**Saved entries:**
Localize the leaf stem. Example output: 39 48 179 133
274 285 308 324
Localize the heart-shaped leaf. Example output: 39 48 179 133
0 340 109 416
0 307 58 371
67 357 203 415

**What this task involves:**
Could you reproduce all of the entries exactly as they appear?

**Final answer:**
Localize the leaf stem. Example output: 39 48 179 133
274 285 308 324
Localize the heart-shaped leaf. Example output: 39 48 179 133
0 340 109 416
0 307 58 371
67 357 203 415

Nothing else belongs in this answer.